GIVEN DATA
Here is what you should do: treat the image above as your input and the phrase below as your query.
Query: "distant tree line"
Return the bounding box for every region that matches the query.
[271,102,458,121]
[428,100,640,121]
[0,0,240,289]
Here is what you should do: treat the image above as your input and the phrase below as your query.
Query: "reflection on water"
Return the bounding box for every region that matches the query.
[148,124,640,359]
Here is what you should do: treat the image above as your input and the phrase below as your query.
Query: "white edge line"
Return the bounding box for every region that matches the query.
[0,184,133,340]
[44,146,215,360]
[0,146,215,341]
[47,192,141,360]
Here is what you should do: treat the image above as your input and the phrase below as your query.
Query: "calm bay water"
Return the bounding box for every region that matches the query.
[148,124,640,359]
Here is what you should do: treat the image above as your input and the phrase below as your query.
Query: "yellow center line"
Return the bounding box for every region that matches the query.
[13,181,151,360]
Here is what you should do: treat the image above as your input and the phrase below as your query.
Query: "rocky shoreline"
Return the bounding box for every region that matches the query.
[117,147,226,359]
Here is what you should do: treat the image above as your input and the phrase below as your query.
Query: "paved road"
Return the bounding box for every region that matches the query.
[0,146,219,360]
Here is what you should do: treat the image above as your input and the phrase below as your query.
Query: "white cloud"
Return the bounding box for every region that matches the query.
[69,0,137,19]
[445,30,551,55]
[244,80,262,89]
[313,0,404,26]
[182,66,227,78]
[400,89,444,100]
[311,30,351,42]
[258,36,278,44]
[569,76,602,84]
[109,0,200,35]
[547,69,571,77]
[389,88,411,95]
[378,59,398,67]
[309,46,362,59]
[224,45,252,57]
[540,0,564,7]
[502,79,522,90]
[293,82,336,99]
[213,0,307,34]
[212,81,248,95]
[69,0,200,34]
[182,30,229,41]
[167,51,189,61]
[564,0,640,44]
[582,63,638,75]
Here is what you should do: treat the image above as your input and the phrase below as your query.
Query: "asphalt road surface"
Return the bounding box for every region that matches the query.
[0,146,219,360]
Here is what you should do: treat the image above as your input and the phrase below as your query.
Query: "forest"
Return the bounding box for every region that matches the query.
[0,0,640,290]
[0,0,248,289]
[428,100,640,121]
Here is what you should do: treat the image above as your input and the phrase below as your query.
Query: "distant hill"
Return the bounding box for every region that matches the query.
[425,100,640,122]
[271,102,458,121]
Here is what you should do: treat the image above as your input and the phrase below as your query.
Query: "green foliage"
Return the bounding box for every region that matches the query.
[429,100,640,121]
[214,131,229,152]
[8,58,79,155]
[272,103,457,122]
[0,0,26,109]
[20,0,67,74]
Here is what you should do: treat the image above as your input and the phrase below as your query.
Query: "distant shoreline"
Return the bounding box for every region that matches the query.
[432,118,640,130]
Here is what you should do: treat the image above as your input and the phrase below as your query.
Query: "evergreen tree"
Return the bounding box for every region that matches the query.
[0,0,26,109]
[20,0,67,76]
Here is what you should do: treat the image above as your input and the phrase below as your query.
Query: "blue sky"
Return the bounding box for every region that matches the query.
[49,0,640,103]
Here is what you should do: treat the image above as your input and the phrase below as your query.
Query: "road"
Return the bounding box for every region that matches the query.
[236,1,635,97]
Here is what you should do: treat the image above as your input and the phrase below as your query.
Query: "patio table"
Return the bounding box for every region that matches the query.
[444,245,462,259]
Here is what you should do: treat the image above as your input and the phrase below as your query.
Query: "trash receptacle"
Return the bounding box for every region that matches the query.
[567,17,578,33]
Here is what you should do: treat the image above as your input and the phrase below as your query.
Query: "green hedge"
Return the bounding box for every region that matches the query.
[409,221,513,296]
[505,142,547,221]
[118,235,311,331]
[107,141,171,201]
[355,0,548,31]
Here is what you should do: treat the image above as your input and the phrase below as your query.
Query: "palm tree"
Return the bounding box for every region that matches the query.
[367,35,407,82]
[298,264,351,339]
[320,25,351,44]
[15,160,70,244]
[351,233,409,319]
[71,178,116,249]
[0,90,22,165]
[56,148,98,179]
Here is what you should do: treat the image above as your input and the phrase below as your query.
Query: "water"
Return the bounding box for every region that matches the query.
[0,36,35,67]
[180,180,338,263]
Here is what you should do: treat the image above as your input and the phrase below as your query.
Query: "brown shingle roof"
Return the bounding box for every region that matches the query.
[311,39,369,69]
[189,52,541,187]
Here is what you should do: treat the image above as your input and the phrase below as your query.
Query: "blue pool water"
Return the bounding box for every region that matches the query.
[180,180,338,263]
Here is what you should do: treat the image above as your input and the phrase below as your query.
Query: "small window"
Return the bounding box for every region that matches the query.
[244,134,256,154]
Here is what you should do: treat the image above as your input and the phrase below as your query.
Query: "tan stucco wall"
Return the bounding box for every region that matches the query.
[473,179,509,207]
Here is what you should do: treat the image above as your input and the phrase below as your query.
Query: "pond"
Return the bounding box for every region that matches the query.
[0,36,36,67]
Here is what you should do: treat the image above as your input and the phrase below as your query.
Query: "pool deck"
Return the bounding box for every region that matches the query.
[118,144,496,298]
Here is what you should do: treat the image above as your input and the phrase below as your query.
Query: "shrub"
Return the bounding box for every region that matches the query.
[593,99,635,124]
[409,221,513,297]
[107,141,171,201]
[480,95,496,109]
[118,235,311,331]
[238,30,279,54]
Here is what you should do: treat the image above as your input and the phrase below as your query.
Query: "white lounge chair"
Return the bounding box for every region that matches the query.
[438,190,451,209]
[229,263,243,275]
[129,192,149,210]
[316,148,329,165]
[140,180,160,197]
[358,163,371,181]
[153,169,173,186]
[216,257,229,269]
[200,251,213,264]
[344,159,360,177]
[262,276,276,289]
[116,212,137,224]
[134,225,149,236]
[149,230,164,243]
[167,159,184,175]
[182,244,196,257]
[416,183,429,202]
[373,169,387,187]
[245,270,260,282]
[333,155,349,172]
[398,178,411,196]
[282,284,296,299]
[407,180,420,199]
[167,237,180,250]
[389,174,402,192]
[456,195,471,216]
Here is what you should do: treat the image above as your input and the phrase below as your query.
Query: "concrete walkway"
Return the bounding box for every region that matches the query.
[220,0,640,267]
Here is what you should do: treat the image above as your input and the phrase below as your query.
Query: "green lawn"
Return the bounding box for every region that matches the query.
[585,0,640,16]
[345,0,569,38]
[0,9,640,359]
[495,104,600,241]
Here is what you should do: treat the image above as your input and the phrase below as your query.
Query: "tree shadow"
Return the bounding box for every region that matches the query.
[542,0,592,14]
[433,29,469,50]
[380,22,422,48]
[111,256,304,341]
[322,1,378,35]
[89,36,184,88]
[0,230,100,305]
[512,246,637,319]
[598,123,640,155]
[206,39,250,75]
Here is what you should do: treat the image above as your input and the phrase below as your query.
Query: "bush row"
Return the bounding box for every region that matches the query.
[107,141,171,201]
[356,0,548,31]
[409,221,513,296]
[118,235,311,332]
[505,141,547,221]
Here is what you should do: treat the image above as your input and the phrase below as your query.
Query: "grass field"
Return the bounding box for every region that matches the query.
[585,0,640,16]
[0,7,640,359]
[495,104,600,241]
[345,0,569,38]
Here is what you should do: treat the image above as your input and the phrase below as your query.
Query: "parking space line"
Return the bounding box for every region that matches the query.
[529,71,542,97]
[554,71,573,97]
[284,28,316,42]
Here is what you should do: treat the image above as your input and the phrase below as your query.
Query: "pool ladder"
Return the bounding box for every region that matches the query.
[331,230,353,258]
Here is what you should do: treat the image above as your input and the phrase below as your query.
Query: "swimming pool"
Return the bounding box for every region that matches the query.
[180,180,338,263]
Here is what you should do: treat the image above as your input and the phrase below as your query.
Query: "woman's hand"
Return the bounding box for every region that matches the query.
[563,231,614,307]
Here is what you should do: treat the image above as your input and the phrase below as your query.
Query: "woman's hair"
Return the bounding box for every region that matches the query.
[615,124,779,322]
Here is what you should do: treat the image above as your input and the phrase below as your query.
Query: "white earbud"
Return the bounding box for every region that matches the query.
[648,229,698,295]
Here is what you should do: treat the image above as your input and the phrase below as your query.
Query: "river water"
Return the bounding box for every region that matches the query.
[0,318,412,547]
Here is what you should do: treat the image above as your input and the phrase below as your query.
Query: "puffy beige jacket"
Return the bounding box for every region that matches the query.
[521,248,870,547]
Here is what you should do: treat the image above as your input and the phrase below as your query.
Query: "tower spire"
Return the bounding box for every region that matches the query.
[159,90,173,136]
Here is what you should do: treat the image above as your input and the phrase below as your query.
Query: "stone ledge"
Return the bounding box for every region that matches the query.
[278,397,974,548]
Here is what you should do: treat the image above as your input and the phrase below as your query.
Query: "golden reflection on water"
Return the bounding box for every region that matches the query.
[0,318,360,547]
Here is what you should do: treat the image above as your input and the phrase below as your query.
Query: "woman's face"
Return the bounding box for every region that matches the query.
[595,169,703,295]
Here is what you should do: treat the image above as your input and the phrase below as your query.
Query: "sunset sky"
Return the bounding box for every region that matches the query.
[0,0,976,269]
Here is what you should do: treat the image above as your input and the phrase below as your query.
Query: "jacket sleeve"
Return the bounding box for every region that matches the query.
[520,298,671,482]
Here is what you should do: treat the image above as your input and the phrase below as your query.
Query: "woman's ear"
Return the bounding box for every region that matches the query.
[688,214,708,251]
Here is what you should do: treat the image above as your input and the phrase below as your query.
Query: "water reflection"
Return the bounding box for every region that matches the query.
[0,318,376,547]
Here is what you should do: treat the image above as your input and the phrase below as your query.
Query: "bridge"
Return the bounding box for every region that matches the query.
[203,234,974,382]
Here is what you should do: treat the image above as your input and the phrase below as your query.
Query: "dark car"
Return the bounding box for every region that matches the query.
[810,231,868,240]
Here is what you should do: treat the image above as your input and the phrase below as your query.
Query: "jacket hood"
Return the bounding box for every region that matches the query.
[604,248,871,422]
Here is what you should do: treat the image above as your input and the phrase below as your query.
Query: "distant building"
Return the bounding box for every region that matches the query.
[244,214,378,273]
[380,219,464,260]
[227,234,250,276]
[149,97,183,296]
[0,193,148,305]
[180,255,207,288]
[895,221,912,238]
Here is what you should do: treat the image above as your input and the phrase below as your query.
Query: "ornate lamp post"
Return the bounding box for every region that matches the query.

WHAT IS ASKED
Copy the entries word for word, from their very first line through the line that contains "[0,0,240,289]".

OUTPUT BELOW
Here is what you should do: treat the image above as your input and the phrase below as your query.
Query: "distant tree line"
Return the bounding box for every region that matches the query.
[271,102,458,121]
[428,100,640,121]
[0,0,240,289]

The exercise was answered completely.